## EXTRAIT À LIRE
La gouvernance des projets informatiques de l’Etat ne déchaine généralement pas les passions et c’est bien dommage car le monde numérique est au secteur administratif ce que les robots sont à l’industrie : un outil de productivité. Par conséquent, un outil stratégique.
Généralement le parlement accepte mollement les projets qui lui sont soumis, souvent pour des sommes extravagantes et pour des utilités qui restent parfois à prouver.
C’est après d’importantes dérives, dévoilées par la cour des comptes, que le public apprend les montants engagés et le résultat net. Le tout dans une relative indifférence devenue fatalité pour cette matière particulièrement ardue.
L’observation de quelques-uns de ces projets donne quelques pistes sur les causes des dérives.
Premièrement, le fonctionnement par crédit d’investissement. Cette approche consiste à développer un logiciel comme on construirait un bâtiment, dans un effort concentré et unique.
Le service dont la demande est prise en compte par l’administration aura une tendance naturelle à surcharger le cahier des charges en fonctionnalités qui s’avèreront inutiles ou tentera d’adresser une couverture fonctionnelle qui ne fait économiquement et logiquement pas de sens.
Or, un système d’information se construit dans la durée, au gré des changements et pour des utilités concrètes. Il s’agit d’un processus évolutif permanent, pas d’une construction unique.
Deuxièmement, à Genève, le règlement stipule que la responsabilité de l’expression des besoins incombe au maitre d’ouvrage (le commanditaire).
Ainsi le maitre d’œuvre aura tendance à reproduire son propre fonctionnement sans réinterroger sa pratique. De plus, l’expression des besoins n’intègrera pas une vision globale de l’environnement qui permettrait de profiter de synergies. Par conséquent, le service a toutes les chances de se perdre dans des complexités coûteuses et inutiles pour un gain de productivité net incertain.
Sans oublier dans certains cas une absence d’objectifs clairement formulés, voire des objectifs contradictoires et non arbitrés qui mèneront à de cuisants échecs, souvent injustement attribués au service informatique.
Le rapport de défiance qui existe entre le parlement et l’exécutif débouche sur une multiplication des instances de contrôle. Malheureusement, le contrôle constate à postériori mais ne prévient pas et son regard est ressenti comme punitif. Finalement, la somme des contrôles et règlements étouffe toute velléité de changement.
Le contrôle est un dispositif qui ne constitue pas une solution pour créer de l’efficience.

## DONNÉES EXTRAITES

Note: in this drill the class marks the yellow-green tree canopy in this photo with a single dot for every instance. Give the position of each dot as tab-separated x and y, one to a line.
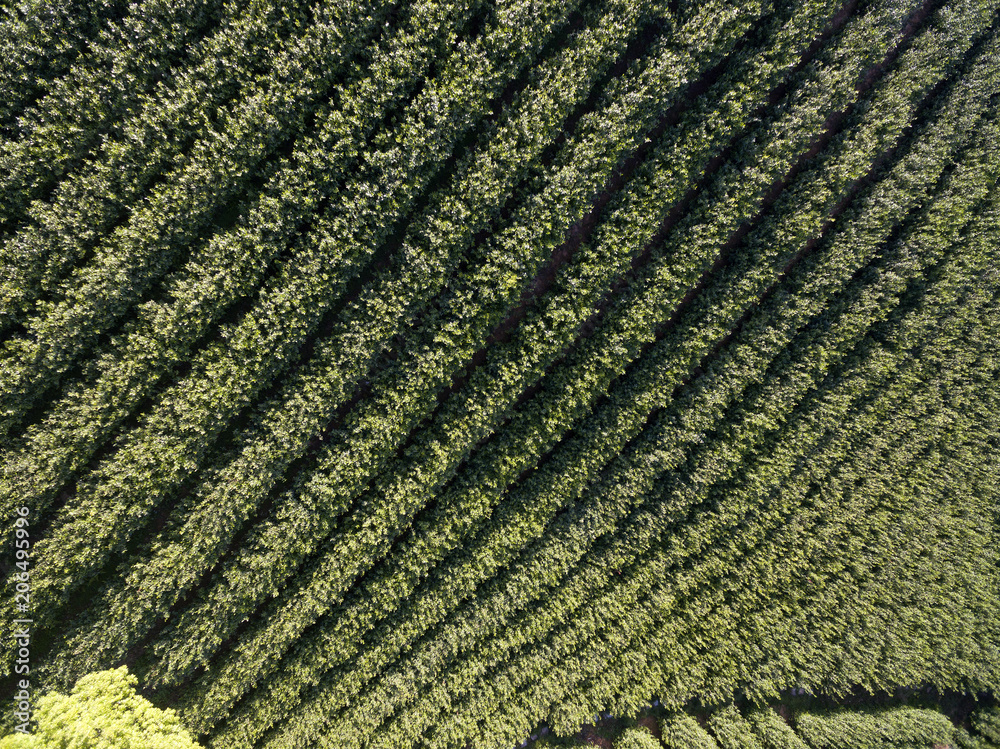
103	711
--
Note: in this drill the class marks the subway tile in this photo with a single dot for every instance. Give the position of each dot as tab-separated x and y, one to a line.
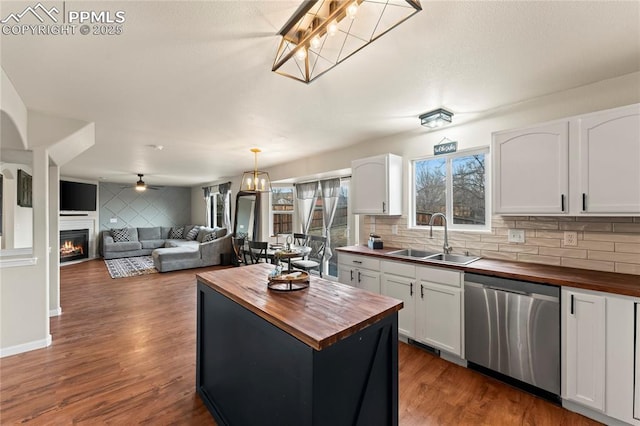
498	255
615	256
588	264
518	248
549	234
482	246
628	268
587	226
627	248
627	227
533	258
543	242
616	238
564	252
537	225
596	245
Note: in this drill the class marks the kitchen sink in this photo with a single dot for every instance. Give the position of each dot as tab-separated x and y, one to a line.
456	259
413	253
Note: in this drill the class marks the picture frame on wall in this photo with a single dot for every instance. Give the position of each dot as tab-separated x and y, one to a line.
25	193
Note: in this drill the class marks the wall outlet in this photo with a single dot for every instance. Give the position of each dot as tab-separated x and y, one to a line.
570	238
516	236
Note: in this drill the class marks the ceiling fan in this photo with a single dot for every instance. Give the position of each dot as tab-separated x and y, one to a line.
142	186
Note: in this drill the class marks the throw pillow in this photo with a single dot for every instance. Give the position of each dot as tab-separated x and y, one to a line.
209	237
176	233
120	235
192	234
* * *
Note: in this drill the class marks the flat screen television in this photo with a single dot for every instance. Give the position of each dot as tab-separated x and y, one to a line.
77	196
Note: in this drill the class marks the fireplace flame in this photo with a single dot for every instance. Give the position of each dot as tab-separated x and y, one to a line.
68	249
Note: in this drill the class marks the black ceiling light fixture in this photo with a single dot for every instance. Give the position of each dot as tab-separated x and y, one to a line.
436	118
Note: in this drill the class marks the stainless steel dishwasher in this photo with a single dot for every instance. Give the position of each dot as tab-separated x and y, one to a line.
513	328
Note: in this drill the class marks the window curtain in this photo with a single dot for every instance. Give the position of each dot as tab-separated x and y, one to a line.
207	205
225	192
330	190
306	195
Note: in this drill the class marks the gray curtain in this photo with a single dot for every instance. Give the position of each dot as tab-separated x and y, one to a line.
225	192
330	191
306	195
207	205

## EXERCICES
1 - D'après le texte sur la gouvernance des projets informatiques de l'État, à qui le règlement genevois attribue-t-il la responsabilité de l'expression des besoins ?
2 - Prolongez le texte sur la gouvernance des projets informatiques de l'État en reprenant juste après sa dernière phrase.

## RÉPONSES
1 - Au maître d'ouvrage, c'est-à-dire le commanditaire.

2 -
Somme toute, l’enjeu est celui de l’organisation. Le service informatique a pour mission de gérer et produire un système d’information, le maitre d’œuvre de mener sa mission à bien de façon efficace. Dans cet environnement, il manque une compétence liée à l’organisation du travail, ce que les industriels appellent le service des méthodes.
Le service des méthodes est l’interface entre les services opérationnels et le producteur du système d’information. Il est chargé d’interroger les processus, de concevoir les outils utiles et pertinents pour les services opérationnels afin d’améliorer la productivité globale et de fournir les outils d’analyse nécessaires à une bonne gestion.
Lorsqu’une demande de projet informatique apparait, le service des méthodes est sollicité afin d’établir, en collaboration avec le maitre d’œuvre, l’organisation, le cahier des charges et les outils de mesure du projet de façon indépendante. Un projet informatique nécessiterait l’aval du service des méthodes pour pouvoir être présenté.
Par extension, le service des méthodes pourrait également être librement sollicité pour établir une étude d’opportunité sur des sujets liés à l’optimisation des processus.
Afin d’éviter les abus, seul le Conseil d’Etat serait habilité à demander une telle étude d’opportunité.
L’abus de contrôle et la défiance ont montré leurs limites et j’encourage le parlement à explorer des voies alternatives dans la bonne gouvernance de l’Etat, dont il semble acquis qu’il devra faire œuvre de tempérance dans l’attribution des ressources pour produire des services à la population.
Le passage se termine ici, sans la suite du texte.